>>

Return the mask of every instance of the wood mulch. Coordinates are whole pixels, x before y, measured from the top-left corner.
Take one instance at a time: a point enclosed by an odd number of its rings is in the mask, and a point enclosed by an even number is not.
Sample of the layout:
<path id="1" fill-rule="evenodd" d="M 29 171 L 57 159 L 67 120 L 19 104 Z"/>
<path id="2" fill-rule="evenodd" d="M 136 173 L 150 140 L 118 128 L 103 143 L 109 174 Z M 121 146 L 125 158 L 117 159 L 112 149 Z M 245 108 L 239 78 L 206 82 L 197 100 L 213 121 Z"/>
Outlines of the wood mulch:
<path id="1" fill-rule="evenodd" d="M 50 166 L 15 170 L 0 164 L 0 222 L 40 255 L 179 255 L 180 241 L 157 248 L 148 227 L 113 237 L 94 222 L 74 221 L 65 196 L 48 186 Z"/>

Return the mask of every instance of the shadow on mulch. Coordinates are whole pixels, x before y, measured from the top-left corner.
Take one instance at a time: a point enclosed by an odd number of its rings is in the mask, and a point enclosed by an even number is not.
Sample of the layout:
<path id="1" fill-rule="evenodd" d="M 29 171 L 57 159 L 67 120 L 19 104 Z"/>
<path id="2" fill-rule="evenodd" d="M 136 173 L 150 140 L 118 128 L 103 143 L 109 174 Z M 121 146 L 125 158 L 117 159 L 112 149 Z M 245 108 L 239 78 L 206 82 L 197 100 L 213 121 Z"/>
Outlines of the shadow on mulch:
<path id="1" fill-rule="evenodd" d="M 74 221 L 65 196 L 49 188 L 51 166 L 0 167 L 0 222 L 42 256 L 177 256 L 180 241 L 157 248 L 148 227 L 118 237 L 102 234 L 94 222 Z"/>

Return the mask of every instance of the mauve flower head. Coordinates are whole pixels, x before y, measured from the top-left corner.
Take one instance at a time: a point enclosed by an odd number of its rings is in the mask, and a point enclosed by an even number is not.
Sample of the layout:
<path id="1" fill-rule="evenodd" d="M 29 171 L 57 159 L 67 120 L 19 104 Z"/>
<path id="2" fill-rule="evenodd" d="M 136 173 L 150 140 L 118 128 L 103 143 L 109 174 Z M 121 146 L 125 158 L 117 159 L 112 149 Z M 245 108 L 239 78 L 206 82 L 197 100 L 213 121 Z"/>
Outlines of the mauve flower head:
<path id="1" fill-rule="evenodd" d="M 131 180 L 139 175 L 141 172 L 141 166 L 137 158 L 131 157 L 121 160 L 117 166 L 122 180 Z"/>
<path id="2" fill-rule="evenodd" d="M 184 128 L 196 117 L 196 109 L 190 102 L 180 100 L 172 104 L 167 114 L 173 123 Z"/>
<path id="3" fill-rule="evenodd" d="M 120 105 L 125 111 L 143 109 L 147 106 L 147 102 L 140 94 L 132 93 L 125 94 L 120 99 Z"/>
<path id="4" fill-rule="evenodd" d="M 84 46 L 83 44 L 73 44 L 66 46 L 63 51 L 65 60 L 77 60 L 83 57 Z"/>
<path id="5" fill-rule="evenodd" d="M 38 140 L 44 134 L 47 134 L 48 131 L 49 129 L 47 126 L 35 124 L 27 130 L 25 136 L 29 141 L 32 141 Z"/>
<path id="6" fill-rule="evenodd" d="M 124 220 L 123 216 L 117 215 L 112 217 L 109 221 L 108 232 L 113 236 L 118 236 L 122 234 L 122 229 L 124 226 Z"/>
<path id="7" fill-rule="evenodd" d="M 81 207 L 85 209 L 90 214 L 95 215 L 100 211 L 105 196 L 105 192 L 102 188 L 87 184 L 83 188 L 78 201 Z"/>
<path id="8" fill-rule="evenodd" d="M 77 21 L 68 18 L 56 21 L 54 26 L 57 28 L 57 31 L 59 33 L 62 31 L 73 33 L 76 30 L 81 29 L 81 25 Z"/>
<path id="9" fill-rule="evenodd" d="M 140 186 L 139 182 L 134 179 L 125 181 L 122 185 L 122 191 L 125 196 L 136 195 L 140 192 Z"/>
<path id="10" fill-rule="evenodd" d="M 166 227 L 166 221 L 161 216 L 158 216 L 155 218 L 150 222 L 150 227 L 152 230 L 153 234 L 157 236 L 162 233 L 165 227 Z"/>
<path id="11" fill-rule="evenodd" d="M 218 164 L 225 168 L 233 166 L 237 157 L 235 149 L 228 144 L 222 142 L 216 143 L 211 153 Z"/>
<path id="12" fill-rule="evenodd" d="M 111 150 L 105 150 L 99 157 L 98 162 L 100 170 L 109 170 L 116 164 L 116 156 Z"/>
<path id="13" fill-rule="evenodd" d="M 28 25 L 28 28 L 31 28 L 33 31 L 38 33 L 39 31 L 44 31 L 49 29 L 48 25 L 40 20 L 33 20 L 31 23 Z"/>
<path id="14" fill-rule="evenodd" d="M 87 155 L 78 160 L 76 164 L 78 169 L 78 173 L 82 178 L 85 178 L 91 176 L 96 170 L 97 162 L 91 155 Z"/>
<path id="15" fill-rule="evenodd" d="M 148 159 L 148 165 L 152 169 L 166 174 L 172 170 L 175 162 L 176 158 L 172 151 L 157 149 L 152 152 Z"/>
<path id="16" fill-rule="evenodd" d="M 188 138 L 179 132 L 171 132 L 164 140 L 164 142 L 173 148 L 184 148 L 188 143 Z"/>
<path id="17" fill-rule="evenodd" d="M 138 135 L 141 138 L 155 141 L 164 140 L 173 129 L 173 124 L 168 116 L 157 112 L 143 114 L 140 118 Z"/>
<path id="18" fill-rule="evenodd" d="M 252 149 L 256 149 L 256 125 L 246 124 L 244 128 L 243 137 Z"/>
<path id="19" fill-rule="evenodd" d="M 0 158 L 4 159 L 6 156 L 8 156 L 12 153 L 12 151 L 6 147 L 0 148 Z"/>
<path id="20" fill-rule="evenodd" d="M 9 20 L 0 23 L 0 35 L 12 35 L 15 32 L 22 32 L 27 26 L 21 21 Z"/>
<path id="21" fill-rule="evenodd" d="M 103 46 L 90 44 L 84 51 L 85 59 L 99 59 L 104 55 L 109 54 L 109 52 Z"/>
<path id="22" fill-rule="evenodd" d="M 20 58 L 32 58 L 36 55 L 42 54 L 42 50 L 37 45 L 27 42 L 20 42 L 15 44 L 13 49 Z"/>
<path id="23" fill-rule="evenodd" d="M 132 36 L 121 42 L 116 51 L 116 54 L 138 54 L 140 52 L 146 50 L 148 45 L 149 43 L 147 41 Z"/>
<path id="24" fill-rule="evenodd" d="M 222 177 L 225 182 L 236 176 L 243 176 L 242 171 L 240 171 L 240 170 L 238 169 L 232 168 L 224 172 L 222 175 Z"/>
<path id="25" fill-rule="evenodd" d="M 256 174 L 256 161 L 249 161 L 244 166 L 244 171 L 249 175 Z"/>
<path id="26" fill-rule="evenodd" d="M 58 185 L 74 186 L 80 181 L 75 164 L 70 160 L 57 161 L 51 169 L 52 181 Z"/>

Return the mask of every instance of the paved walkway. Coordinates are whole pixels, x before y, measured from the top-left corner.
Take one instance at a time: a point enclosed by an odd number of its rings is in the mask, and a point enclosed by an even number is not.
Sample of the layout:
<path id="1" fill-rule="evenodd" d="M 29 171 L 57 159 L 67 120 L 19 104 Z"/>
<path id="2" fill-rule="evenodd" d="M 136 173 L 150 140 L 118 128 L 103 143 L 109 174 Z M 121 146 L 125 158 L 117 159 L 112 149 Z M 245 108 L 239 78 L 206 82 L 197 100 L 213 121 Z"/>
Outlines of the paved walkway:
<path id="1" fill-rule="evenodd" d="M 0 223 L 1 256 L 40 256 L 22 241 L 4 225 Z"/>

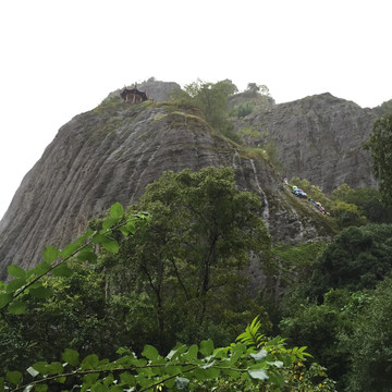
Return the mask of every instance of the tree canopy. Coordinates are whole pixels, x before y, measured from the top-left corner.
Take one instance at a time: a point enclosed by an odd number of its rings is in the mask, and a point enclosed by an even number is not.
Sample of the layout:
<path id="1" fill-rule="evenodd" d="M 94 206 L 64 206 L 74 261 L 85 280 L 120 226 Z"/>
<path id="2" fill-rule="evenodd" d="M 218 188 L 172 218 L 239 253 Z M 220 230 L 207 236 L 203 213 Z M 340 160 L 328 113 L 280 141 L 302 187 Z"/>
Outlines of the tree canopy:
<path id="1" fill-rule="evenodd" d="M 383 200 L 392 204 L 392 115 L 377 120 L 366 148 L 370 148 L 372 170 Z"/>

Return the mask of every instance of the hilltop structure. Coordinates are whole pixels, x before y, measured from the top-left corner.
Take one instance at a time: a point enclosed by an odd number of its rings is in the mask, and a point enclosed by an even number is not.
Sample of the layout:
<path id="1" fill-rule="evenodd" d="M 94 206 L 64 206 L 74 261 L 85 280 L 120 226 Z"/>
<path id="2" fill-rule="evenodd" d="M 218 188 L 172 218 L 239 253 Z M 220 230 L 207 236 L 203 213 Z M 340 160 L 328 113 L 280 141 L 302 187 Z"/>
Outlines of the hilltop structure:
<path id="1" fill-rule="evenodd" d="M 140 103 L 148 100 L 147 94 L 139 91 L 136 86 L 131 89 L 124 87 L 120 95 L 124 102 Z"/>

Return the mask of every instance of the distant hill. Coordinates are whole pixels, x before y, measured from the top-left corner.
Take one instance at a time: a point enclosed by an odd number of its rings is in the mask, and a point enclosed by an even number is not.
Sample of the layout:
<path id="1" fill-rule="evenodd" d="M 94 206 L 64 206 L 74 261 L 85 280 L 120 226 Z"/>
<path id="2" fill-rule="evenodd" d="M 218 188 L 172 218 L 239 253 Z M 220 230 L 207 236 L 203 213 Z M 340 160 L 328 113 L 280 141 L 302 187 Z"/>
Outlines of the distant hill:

<<
>>

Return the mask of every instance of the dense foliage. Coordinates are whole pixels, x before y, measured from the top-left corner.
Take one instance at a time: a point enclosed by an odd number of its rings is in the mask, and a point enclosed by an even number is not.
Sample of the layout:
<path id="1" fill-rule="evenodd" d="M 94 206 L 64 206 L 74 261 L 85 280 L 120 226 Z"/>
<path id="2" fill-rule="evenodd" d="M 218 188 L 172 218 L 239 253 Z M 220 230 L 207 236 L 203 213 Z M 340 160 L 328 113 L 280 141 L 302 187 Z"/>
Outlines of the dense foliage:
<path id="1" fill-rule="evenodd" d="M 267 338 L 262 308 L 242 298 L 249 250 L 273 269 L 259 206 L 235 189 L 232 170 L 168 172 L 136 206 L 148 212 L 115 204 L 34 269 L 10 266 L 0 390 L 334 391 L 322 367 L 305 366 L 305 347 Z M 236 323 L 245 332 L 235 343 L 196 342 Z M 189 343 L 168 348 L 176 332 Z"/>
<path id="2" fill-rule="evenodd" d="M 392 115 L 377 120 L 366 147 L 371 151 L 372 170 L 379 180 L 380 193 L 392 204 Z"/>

<<
>>

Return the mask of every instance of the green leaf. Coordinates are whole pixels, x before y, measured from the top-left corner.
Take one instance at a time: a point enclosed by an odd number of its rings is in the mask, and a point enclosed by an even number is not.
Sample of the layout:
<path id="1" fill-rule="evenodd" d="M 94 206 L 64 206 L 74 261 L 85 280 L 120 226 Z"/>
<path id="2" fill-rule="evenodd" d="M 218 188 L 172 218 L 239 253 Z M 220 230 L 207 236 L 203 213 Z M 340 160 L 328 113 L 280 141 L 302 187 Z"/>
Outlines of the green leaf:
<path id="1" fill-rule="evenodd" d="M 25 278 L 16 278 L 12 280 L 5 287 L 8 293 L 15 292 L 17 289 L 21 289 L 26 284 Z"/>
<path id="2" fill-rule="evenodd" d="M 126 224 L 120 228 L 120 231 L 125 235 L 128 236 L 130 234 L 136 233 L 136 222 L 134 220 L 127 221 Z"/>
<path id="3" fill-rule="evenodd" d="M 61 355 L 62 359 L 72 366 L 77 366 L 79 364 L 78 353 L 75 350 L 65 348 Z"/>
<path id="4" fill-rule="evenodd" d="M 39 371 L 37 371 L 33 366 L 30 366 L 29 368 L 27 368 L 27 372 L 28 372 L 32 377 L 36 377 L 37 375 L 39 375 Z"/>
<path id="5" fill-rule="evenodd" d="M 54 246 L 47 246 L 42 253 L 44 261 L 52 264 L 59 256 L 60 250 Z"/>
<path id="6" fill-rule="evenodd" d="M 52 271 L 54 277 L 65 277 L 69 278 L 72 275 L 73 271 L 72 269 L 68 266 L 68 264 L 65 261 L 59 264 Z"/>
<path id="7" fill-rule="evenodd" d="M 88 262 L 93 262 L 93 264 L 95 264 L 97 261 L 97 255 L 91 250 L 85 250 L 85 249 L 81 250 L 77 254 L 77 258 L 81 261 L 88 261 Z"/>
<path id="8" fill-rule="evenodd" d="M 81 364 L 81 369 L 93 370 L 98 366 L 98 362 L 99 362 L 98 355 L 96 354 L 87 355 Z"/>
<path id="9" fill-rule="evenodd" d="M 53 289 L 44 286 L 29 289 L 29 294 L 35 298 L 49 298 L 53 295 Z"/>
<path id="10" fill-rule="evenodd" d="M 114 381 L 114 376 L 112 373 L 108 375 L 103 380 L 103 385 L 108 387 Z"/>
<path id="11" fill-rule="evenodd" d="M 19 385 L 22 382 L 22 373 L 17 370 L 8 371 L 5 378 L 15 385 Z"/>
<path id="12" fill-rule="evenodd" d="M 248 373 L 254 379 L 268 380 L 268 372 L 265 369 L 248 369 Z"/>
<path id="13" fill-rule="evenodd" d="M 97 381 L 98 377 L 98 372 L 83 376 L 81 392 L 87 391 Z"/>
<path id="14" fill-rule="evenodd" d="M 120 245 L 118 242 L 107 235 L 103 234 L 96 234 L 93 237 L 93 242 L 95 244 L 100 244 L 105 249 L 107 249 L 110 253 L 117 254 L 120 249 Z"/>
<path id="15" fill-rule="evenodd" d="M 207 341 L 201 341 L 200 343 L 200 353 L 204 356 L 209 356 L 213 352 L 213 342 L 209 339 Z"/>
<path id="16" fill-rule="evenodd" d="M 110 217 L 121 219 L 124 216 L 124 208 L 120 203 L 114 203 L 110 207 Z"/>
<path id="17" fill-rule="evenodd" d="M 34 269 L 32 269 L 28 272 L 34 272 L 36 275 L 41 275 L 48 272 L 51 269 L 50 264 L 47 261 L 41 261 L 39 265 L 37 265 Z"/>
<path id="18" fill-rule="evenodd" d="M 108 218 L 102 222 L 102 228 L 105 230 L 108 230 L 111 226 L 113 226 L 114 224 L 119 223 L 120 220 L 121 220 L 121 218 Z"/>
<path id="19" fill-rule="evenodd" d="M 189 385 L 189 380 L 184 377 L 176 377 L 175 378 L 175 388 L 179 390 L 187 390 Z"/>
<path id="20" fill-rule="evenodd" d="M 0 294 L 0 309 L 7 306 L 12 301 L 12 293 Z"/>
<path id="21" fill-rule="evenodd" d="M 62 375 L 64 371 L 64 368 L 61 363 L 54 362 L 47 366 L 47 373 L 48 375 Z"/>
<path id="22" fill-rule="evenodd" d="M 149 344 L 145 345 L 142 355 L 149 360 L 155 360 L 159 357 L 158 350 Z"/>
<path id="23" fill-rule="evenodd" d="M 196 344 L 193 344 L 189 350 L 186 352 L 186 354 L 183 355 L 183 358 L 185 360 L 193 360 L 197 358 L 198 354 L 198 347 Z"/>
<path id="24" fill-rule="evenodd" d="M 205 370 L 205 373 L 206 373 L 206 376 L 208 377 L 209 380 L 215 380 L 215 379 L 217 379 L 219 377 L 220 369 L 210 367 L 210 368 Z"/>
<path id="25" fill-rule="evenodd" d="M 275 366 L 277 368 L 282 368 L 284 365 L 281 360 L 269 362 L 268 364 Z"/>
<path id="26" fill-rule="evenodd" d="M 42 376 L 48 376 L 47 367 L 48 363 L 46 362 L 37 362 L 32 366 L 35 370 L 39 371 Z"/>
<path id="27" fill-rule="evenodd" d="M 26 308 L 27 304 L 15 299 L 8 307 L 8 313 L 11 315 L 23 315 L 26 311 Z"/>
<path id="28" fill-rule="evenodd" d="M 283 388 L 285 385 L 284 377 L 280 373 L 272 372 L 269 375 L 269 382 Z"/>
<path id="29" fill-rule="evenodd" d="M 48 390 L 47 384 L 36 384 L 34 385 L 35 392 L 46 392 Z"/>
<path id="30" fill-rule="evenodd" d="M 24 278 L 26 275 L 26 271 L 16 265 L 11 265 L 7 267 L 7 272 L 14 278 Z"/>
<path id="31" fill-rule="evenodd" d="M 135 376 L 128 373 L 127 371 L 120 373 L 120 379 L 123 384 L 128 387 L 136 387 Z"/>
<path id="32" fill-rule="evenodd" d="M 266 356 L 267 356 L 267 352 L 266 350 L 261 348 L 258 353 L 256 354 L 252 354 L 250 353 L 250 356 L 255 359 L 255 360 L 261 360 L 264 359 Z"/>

<<

Output, as a numbered list, the lines of the entries above from the line that contains "Return the mask of every instance of the wood" through the line that contains "Outlines of the wood", both included. Leave out any blank lines.

1. Return the mask of every instance of the wood mulch. Coordinates are whole pixels, x before y, measured from the top-left corner.
2. Take one instance at a time: a point enclosed by an odd number of its rings is in the mask, and a point enclosed by an even number is not.
3. Sample of the layout:
4. <path id="1" fill-rule="evenodd" d="M 29 171 L 57 159 L 67 120 L 19 104 Z"/>
5. <path id="2" fill-rule="evenodd" d="M 136 173 L 150 140 L 118 128 L 103 143 L 109 174 Z M 121 146 L 125 158 L 117 159 L 112 149 Z M 245 108 L 239 78 L 206 82 L 197 100 L 213 121 Z"/>
6. Outlines of the wood mulch:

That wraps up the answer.